For decades, legal scholars, social scientists, political theorists, and others have extolled the virtues of deliberation, arguing that we should incorporate more deliberative practices into our political institutions.  Indeed, deliberation is proposed as a major palliative and, for some, even a panacea for nearly all that is wrong in society—a procedural “cure all” for self-interested decision making, for an uninformed citizenry, for the oppression of minorities, for social fragmentation, and for low levels of confidence in our government, among other ills.  In all of this frenzy to cure societal ills through deliberation, however, scholars have either explicitly or implicitly assumed their own conclusion: that deliberation has social welfare-enhancing effects. 

 

From a cognitive science perspective, the conclusion that deliberation improves social welfare is peculiar.  Indeed, much of the cognitive science literature causes us to question not only the welfare-improving effects of deliberation, but also the core assumptions upon which theories of deliberation rest.  Specifically, scholars who advocate deliberation assume that the participants will speak to each other, listen to each other, respect each other, and then learn from one another’s statements.  As the cognitive science literature reminds us, however, speaking, listening, and learning are all costly behaviors; that is, when we speak or listen to one person, we must forego the opportunity to do something else.  Further, because humans have limited energy, they are able to pay attention to and remember only a small fraction of the information available to them. What these cognitive limitations imply for successful deliberation is this: Whatever the relationship between idealized theories of deliberation and social welfare, deliberation in practice is unlikely to improve social welfare because it is improbable that groups of people will be willing to speak, listen, and learn from one another.

---

Directives
[A] Copy the text on deliberation word for word, from "For decades, legal" up to and including "social welfare-enhancing effects.".
[B] Pick up the text on deliberation and social welfare after its final sentence and write what comes next.
The material that follows has no connection to the text about deliberation.

Recorded data
---

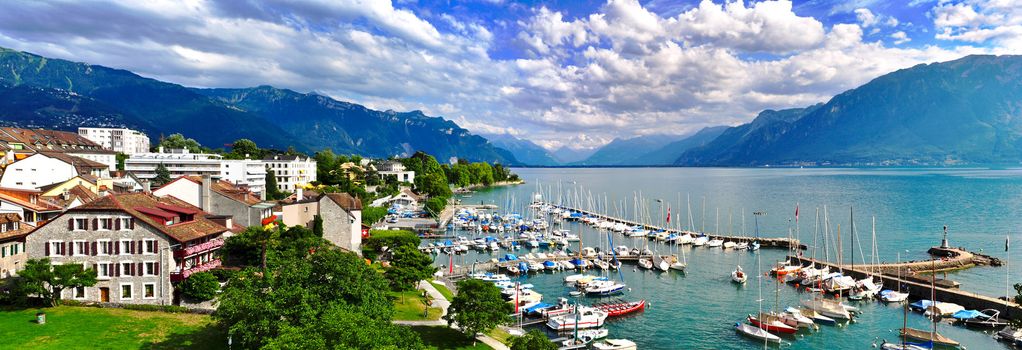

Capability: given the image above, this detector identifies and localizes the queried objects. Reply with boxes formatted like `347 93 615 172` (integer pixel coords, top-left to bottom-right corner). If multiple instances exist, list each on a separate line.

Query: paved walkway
392 280 510 350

---

Responses to the exercise
[A]
For decades, legal scholars, social scientists, political theorists, and others have extolled the virtues of deliberation, arguing that we should incorporate more deliberative practices into our political institutions.  Indeed, deliberation is proposed as a major palliative and, for some, even a panacea for nearly all that is wrong in society—a procedural “cure all” for self-interested decision making, for an uninformed citizenry, for the oppression of minorities, for social fragmentation, and for low levels of confidence in our government, among other ills.  In all of this frenzy to cure societal ills through deliberation, however, scholars have either explicitly or implicitly assumed their own conclusion: that deliberation has social welfare-enhancing effects.

[B]
In order to assess whether and under what conditions deliberation can improve social welfare, McCubbins and his coauthor conducted a series of laboratory experiments.  These experiments represent a simple setting in which discussion among equally motivated individuals would unquestionably enhance both individual and social welfare.  Thus, the experiment’s design is a close analogy to scholars’ theories of deliberation.  Specifically, their experiment incorporated the costs associated with speaking and listening in a collective setting because subjects are allowed to exchange information with one another throughout the experiment, but they must sometimes pay a small fee to speak and listen (ranging from $2 to $0.25).  Their experimental results demonstrate that when speaking and listening are costly, deliberation does not improve social welfare, but rather, decreases it.  They also investigate whether deliberation has different effects on social welfare in small versus large groups.  Their results demonstrate that even in groups as small as 4 people, deliberation does not improve social welfare.  Further, when the number of individuals in a group increases to 8, 9, 10, 12, or 15 participants, then deliberation again brings about significant declines in social welfare, with larger groups suffering larger declines.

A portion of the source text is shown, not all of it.